» **Stored items**:
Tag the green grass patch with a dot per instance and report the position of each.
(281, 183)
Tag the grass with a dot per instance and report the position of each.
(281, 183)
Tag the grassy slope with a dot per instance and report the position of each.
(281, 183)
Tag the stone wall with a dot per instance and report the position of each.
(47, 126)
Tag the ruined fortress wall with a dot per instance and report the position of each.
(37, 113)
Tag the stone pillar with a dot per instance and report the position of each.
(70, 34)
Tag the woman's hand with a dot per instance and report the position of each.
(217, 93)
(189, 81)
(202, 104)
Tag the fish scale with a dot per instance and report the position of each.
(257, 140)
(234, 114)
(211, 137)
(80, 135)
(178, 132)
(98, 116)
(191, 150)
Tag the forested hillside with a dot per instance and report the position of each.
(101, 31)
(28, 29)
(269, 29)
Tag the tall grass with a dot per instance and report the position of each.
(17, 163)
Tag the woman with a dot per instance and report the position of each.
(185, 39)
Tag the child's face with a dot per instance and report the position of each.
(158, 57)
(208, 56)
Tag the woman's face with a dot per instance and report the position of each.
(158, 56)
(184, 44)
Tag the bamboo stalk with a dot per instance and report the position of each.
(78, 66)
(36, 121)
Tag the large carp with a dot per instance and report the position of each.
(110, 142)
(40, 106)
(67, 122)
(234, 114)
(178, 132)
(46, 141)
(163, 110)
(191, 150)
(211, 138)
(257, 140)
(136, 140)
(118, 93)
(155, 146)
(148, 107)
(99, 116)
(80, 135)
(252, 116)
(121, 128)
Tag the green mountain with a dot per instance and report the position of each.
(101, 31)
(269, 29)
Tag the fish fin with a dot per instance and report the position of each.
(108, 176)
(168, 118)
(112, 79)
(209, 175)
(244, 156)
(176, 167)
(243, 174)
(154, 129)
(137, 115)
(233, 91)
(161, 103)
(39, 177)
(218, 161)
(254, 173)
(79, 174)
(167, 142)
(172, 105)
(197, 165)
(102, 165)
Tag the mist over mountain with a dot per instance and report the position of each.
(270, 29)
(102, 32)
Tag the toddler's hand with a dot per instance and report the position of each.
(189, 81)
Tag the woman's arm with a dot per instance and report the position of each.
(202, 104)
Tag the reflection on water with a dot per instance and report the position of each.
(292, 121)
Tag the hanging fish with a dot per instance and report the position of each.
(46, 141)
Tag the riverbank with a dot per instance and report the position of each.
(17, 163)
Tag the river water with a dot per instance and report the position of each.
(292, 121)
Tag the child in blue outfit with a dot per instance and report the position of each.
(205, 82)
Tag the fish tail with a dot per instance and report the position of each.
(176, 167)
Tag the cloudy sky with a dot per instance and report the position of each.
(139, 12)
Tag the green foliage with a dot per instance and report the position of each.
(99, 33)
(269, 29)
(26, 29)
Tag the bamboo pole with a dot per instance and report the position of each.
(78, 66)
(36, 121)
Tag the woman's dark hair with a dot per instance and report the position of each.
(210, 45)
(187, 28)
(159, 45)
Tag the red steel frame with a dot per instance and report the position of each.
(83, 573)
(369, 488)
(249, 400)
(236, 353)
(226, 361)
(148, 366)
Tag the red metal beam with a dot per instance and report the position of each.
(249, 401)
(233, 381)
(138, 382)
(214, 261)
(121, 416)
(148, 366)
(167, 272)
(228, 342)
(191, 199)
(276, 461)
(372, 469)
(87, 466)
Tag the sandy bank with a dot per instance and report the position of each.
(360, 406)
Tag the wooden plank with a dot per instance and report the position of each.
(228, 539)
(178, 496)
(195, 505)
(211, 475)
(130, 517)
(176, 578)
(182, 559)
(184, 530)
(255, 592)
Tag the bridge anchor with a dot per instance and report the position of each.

» **TASK DESCRIPTION**: An exact restatement of the lines from the one with "Tag the red steel" through the last line of the data is the only acceptable answer.

» **TASK ANSWER**:
Tag the red steel frame with a dot per instance and report the position of each.
(83, 573)
(369, 488)
(249, 400)
(236, 353)
(226, 361)
(148, 366)
Tag the red metal beam with a dot per instance and report the position of each.
(249, 401)
(233, 381)
(138, 382)
(214, 261)
(121, 416)
(148, 366)
(167, 272)
(228, 342)
(191, 199)
(276, 461)
(372, 469)
(87, 466)
Tag the sandy bank with a dot per instance and report the position of each.
(360, 406)
Tag the wooden plank with a dot per instance and report the position of each.
(228, 539)
(178, 496)
(195, 505)
(211, 475)
(130, 517)
(176, 578)
(182, 559)
(184, 530)
(255, 592)
Tag the bridge anchor with a dot per instance and report the position of each.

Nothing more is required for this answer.